Point-based annotation data:

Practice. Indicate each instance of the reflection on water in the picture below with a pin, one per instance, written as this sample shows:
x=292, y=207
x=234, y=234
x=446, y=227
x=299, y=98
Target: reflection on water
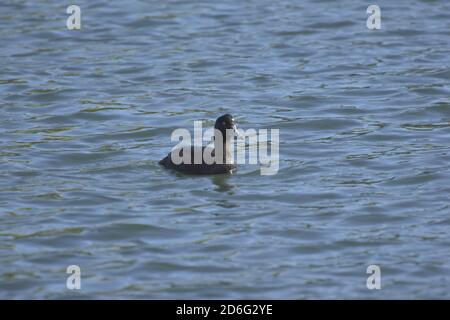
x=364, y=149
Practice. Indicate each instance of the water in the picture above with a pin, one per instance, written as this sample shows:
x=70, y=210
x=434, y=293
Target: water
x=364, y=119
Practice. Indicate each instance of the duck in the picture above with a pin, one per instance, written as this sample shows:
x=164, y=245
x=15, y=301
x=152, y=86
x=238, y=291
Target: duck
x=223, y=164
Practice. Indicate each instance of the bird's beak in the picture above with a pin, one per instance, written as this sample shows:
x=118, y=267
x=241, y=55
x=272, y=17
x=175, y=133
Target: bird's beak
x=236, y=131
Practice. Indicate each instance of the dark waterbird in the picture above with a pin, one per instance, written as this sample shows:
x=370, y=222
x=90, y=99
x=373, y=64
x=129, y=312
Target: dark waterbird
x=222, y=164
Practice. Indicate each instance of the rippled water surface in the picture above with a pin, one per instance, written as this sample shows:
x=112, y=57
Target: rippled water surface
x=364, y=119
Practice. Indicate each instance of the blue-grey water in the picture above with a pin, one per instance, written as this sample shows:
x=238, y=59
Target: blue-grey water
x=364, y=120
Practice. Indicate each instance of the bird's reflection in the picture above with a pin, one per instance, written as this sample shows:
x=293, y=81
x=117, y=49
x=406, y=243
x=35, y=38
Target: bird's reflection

# DIRECTION
Lay out every line of the listing above as a JSON list of strings, one string per line, skipping blank lines and leaving out the picture.

# THE SOLUTION
[
  "Practice. Indicate each instance of the reflection on water in the picture below with a pin, one per instance, written as this sample shows:",
  "x=292, y=207",
  "x=234, y=234",
  "x=446, y=227",
  "x=299, y=98",
  "Target: reflection on water",
  "x=364, y=149",
  "Practice. Indicate each instance of the water in the picture above with a pin, one per instance, written as this sample shows:",
  "x=70, y=210",
  "x=434, y=293",
  "Target: water",
  "x=364, y=119",
  "Practice. Indicate each instance of the duck in the picture above with a pin, one per instance, written as this sample shows:",
  "x=164, y=245",
  "x=15, y=301",
  "x=152, y=86",
  "x=238, y=291",
  "Target: duck",
  "x=223, y=164",
  "Practice. Indicate each instance of the bird's beak in the picture above with a pin, one per instance, written as this sample shows:",
  "x=118, y=267",
  "x=241, y=55",
  "x=272, y=17",
  "x=175, y=133",
  "Target: bird's beak",
  "x=236, y=131",
  "Practice. Indicate each instance of the dark waterbird in the picture above with a pin, one per instance, written as this sample shows:",
  "x=370, y=222",
  "x=90, y=99",
  "x=373, y=64",
  "x=129, y=312",
  "Target: dark waterbird",
  "x=222, y=164",
  "Practice. Indicate each instance of the rippled water surface in the picture above with a pin, one per instance, written as this sample shows:",
  "x=112, y=57",
  "Target: rippled water surface",
  "x=364, y=119",
  "Practice. Indicate each instance of the blue-grey water in the picture above with a pin, one per instance, written as this sample shows:",
  "x=238, y=59",
  "Target: blue-grey water",
  "x=364, y=120",
  "Practice. Indicate each instance of the bird's reflection in the picture above with a pin, one per instance, written as this sample shows:",
  "x=293, y=81",
  "x=117, y=49",
  "x=406, y=243",
  "x=35, y=38",
  "Target: bird's reflection"
]